(Region pointing data)
- Opening Delimiter -

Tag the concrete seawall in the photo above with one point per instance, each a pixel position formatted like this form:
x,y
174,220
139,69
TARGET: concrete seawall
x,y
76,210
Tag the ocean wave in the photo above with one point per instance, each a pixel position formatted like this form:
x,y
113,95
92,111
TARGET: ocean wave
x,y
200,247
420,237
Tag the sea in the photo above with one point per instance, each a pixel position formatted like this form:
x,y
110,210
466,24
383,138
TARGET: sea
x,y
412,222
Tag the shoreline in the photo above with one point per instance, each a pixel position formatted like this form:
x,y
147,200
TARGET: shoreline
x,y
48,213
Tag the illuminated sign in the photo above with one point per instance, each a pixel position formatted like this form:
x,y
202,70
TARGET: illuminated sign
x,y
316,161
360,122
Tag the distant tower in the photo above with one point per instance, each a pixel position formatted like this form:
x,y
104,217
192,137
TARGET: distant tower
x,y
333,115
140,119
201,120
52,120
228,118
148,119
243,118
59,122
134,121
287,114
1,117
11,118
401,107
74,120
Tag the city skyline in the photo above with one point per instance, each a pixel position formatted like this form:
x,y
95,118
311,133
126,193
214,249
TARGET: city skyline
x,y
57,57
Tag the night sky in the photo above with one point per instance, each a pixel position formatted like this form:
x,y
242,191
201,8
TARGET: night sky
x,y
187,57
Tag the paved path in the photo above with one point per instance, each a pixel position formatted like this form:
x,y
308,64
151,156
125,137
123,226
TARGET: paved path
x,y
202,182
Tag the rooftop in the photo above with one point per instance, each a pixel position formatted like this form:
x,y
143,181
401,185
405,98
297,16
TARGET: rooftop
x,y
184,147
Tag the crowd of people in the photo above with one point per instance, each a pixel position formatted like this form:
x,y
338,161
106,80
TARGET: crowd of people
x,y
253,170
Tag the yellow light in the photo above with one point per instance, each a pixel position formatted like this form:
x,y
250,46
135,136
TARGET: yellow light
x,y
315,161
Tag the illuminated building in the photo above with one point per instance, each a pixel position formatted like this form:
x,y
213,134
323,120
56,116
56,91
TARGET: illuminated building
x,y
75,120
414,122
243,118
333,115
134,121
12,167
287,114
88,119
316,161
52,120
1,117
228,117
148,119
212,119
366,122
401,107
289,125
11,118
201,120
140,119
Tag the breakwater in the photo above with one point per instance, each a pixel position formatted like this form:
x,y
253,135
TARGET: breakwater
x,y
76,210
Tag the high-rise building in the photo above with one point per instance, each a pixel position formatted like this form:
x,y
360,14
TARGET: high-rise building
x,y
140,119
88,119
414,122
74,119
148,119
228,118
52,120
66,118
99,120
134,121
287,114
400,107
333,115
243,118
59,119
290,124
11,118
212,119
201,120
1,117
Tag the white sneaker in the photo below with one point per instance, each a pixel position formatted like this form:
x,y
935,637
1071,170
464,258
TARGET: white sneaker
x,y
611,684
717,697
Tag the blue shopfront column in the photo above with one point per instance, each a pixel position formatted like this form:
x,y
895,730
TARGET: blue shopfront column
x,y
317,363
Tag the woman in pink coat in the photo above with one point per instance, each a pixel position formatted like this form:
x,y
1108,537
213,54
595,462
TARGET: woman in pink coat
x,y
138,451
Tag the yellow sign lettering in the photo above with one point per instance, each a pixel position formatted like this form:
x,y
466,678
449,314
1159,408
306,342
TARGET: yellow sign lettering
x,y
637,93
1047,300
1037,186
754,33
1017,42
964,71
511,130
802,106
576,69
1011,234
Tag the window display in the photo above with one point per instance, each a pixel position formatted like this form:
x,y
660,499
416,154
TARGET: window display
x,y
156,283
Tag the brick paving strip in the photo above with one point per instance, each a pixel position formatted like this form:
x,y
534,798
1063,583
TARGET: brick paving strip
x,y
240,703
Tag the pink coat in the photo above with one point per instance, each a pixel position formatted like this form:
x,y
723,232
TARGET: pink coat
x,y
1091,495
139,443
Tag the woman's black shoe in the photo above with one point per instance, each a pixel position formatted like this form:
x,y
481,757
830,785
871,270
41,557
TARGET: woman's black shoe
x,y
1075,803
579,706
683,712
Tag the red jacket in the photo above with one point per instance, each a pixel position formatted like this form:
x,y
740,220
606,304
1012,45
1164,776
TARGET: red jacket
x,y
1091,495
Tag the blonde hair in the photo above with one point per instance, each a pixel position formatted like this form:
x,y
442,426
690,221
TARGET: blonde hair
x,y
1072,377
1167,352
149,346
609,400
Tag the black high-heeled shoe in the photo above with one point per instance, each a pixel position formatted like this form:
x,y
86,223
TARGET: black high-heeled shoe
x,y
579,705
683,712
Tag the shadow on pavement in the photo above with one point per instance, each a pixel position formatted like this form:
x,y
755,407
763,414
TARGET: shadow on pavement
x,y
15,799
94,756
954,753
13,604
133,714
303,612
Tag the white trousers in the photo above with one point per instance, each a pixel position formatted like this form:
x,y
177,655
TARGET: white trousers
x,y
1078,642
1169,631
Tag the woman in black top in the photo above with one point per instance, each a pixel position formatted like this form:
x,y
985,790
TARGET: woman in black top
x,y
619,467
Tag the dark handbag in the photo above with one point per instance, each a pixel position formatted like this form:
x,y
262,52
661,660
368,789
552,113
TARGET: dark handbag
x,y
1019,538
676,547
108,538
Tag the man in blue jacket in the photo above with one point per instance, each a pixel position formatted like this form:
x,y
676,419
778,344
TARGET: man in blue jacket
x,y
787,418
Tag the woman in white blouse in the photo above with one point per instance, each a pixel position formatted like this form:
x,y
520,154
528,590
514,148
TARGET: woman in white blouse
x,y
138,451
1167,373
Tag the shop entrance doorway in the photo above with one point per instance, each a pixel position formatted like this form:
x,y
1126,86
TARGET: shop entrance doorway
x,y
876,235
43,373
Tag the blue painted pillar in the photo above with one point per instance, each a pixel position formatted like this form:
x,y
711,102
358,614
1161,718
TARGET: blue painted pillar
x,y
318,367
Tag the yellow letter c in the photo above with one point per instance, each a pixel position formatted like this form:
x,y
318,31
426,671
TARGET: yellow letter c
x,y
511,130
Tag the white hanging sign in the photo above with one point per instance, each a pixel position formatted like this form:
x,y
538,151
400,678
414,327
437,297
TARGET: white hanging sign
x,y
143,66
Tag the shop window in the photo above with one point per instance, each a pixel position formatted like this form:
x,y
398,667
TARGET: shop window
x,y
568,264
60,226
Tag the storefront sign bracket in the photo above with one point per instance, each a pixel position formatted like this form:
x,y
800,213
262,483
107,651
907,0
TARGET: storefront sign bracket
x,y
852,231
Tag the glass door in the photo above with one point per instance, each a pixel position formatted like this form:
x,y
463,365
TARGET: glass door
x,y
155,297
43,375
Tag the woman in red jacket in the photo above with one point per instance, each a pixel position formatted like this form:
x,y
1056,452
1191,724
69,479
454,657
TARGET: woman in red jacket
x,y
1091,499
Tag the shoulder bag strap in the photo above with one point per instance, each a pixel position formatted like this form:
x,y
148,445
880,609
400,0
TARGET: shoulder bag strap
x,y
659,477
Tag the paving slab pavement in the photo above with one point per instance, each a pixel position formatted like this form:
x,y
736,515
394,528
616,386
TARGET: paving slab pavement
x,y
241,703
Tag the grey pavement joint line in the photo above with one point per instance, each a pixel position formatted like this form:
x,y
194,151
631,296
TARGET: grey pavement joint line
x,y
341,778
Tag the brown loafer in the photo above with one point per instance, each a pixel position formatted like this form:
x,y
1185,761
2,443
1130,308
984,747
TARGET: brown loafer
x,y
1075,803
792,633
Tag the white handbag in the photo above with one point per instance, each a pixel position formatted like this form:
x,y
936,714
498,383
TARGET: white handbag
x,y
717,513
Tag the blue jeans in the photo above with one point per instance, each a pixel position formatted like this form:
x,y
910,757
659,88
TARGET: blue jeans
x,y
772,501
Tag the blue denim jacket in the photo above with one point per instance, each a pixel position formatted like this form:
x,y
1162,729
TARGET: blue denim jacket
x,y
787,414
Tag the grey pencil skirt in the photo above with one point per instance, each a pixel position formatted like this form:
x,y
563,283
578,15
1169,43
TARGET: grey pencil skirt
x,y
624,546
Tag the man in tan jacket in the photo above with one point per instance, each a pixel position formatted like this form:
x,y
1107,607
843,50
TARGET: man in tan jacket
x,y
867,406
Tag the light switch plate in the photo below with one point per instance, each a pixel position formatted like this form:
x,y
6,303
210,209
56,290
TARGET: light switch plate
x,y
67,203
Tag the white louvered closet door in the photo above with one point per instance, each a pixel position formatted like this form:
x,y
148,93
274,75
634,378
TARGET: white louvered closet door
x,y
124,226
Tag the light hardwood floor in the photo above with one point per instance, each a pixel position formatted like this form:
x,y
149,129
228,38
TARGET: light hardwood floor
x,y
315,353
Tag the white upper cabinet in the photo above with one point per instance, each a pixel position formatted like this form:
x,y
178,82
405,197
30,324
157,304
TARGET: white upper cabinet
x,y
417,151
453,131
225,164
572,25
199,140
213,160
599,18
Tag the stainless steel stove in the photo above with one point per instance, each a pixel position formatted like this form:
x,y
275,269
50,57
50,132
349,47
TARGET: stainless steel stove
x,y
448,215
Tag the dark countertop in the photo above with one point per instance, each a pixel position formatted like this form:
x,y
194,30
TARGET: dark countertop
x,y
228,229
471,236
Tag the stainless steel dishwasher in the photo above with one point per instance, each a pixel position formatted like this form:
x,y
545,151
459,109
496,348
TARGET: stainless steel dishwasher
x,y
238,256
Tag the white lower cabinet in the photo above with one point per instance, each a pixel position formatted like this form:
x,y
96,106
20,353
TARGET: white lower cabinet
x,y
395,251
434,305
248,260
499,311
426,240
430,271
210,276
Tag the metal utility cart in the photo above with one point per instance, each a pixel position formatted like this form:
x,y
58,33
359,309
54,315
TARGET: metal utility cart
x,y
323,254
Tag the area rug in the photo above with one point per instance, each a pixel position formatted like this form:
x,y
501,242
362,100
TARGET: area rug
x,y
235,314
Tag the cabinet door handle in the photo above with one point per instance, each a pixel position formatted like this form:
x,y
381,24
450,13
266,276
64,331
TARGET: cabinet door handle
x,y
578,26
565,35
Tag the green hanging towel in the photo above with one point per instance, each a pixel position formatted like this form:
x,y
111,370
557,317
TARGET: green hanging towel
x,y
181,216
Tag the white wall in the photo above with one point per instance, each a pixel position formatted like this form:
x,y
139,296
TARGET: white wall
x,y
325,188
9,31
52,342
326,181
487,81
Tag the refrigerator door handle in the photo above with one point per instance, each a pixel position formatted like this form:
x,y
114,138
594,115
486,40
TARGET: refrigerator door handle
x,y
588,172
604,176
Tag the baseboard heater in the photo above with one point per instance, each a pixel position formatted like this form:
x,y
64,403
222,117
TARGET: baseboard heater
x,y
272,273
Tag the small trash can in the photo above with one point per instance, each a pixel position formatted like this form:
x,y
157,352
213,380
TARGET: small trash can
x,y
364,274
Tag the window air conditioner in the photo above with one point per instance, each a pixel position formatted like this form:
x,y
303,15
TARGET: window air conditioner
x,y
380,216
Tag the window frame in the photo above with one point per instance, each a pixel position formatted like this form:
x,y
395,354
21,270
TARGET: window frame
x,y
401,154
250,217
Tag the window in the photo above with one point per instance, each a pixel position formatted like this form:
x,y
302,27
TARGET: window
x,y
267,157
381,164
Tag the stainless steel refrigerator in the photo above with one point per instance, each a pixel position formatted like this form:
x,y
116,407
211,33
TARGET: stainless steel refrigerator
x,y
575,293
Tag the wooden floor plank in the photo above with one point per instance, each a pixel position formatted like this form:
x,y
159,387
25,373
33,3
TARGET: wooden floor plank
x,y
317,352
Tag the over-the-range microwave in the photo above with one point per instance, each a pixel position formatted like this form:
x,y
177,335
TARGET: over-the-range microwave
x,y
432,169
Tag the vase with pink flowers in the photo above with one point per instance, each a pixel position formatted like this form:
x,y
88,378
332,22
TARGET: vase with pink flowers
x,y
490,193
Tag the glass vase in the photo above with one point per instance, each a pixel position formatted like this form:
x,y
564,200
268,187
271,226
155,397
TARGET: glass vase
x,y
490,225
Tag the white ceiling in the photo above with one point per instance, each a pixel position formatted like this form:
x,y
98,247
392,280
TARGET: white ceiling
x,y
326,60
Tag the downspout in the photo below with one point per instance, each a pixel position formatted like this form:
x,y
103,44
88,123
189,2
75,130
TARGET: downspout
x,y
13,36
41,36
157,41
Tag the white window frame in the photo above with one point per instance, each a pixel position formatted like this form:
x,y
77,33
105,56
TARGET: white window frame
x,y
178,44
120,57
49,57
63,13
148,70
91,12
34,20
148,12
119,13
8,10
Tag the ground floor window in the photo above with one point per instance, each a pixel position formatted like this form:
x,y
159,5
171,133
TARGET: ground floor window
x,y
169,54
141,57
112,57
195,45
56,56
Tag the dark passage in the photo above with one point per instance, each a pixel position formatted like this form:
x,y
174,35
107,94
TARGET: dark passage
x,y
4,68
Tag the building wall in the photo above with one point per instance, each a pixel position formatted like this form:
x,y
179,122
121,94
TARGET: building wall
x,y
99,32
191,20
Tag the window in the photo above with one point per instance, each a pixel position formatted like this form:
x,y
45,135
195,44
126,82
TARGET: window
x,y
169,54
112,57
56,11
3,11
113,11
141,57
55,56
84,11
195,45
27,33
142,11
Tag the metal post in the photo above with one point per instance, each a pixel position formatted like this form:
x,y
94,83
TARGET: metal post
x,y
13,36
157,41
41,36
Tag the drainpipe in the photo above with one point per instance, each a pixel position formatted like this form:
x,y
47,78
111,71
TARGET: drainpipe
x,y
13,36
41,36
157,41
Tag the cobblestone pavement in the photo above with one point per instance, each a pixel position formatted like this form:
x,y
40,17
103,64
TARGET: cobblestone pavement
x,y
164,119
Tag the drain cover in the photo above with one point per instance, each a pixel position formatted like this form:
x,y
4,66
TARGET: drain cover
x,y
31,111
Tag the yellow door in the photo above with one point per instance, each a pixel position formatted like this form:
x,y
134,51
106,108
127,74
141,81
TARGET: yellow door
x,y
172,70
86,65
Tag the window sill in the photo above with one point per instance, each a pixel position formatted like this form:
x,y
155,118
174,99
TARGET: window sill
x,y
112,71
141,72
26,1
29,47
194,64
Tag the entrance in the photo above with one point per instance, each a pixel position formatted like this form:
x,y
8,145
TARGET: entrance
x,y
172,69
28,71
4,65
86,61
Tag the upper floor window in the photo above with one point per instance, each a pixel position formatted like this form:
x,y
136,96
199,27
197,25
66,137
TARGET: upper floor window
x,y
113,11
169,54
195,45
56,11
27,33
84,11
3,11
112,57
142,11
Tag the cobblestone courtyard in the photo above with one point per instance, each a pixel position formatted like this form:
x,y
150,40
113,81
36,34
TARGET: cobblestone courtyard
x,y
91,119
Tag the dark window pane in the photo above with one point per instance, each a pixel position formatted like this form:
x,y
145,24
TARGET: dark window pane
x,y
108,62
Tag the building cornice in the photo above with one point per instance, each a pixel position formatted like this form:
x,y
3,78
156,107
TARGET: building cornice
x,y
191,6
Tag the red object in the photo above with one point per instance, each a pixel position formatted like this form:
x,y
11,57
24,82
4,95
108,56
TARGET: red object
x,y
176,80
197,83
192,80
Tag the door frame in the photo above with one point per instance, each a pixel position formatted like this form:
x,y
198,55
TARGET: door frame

- Closing Delimiter -

Gather all lines with the string "below" from the data.

### PROBLEM SOLUTION
Tag the white sneaker in the photo below with one point per instance, each a pixel position formatted like this form:
Tag the light switch plate in the photo below with one point per instance, each a pixel position formatted like this form:
Tag the downspout in the photo below with one point per instance, each a pixel position formatted like this form:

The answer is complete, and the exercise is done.